▸ **SUPPLIED RECORDS**
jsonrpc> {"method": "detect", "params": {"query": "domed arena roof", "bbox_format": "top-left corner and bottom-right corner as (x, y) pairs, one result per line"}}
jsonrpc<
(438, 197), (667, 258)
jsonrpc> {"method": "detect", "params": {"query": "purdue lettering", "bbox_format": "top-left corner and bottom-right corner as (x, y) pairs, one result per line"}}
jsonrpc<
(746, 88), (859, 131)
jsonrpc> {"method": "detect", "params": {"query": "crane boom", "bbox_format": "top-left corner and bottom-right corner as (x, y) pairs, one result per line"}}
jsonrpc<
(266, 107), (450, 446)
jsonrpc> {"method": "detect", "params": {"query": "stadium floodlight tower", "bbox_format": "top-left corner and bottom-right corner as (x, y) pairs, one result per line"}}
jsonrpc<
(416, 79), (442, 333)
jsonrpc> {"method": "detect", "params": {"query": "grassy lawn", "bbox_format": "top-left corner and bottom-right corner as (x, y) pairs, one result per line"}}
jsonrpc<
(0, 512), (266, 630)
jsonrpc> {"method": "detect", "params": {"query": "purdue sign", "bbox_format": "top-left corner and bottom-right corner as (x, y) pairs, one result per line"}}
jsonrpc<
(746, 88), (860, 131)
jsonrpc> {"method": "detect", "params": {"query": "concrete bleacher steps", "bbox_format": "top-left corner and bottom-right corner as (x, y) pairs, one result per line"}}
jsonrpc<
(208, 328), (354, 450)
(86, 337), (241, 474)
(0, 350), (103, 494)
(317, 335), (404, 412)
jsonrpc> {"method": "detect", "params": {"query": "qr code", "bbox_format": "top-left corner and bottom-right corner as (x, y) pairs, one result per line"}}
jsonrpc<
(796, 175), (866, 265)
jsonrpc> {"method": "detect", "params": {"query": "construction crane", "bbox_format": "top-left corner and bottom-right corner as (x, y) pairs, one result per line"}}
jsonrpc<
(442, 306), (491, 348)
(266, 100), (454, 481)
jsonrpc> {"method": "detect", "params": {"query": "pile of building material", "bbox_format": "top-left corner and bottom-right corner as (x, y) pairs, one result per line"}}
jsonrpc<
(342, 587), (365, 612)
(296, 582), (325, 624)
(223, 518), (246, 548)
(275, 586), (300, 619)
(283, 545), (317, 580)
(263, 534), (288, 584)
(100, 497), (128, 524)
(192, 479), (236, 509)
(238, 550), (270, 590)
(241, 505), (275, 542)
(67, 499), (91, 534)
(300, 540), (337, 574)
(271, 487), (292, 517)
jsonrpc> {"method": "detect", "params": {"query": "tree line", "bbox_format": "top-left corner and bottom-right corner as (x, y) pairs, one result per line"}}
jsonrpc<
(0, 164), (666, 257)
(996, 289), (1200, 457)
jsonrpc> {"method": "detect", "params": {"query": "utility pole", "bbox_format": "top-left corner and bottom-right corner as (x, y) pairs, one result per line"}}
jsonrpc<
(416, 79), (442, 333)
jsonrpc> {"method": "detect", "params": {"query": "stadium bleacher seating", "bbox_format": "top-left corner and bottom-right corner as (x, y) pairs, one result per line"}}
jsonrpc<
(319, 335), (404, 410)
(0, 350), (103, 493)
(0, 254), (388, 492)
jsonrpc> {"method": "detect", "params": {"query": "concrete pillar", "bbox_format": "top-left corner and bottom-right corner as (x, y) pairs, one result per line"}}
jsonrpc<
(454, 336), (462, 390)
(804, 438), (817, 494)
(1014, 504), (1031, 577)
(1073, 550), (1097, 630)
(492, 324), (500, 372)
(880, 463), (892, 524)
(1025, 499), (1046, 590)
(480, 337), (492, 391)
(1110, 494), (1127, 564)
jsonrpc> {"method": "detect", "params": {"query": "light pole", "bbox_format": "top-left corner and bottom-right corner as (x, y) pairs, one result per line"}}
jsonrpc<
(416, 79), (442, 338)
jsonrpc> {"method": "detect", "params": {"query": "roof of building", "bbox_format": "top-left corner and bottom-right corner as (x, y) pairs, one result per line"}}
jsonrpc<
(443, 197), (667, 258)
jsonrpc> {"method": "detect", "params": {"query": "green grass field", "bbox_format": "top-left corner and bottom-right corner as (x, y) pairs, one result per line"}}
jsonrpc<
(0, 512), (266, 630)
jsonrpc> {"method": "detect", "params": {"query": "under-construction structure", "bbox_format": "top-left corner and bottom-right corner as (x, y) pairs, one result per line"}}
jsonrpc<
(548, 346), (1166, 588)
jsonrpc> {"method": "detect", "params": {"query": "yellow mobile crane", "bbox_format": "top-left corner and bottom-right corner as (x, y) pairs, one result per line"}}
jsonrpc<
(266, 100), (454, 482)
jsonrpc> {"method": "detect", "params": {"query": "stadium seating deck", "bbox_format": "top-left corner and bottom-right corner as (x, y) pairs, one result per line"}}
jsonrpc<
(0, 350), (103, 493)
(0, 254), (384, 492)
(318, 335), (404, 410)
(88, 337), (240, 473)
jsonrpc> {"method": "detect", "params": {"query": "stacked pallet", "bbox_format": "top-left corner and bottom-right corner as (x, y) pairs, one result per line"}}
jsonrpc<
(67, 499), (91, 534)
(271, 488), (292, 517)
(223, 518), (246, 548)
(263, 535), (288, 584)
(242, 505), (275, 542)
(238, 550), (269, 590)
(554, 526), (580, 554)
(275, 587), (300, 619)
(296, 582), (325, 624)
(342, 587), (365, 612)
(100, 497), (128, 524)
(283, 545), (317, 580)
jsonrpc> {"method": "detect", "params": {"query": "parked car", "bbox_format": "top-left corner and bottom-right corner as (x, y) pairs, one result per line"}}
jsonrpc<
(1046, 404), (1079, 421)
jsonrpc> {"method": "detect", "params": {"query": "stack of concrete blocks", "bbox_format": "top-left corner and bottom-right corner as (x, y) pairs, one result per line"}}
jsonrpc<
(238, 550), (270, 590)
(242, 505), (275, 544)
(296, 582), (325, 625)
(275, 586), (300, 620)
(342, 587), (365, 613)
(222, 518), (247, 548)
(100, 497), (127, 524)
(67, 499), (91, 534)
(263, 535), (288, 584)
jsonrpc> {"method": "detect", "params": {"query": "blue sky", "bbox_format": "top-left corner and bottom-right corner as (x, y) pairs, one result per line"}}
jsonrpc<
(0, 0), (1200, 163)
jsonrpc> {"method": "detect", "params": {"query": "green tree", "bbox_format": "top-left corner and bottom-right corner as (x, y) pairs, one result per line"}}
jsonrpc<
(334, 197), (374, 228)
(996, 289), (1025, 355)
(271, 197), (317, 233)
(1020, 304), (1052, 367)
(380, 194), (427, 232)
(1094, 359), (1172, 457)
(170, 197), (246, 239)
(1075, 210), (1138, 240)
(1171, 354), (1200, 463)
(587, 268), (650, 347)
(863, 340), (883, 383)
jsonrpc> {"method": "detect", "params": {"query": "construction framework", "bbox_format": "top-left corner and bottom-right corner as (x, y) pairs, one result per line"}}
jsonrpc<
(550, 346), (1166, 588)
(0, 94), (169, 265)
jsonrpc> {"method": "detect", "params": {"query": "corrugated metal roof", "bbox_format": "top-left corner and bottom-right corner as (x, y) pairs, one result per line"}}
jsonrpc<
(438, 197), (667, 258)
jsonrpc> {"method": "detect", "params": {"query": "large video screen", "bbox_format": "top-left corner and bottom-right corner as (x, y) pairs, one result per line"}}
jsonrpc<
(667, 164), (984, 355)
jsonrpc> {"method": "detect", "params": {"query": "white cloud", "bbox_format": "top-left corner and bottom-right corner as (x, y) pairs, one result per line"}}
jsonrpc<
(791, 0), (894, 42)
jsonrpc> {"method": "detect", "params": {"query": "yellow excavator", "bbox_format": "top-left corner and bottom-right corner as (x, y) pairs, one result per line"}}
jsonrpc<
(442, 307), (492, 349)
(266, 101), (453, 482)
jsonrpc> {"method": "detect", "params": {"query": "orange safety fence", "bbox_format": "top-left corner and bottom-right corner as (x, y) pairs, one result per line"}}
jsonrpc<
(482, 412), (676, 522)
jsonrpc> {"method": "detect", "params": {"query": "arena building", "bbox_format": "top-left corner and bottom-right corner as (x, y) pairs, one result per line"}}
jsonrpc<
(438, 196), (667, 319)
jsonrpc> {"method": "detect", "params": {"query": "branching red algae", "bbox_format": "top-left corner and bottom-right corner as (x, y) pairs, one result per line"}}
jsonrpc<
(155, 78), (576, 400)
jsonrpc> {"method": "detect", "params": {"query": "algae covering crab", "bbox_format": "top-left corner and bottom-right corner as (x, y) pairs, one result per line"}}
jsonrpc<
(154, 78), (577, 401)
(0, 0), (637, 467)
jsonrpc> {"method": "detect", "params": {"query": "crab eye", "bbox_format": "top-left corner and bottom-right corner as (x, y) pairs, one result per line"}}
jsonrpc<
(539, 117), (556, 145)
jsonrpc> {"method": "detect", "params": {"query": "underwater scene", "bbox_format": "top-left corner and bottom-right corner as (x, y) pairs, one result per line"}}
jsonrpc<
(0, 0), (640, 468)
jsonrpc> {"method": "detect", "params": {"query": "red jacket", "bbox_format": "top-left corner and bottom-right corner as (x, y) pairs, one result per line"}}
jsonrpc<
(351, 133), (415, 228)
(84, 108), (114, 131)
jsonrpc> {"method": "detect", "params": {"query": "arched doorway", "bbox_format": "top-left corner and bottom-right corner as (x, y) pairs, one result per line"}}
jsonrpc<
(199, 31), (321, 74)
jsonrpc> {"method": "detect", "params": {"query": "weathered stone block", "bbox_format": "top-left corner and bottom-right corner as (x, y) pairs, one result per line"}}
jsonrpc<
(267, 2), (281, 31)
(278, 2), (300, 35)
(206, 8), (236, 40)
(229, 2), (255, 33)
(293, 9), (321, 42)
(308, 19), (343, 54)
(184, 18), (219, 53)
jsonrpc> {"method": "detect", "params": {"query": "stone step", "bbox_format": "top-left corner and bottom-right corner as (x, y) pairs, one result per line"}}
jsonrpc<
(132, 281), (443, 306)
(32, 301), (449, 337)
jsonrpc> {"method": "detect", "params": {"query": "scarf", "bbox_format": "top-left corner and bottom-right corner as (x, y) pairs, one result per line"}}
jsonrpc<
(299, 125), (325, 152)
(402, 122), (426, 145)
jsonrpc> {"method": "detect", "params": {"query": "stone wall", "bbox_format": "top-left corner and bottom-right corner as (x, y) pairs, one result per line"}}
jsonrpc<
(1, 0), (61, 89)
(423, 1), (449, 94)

▸ **PROBLEM DETAILS**
How many lines contain the string "purdue"? Matching is case-sensitive; reply with the number only.

▸ **ANSWER TO THE TASK**
2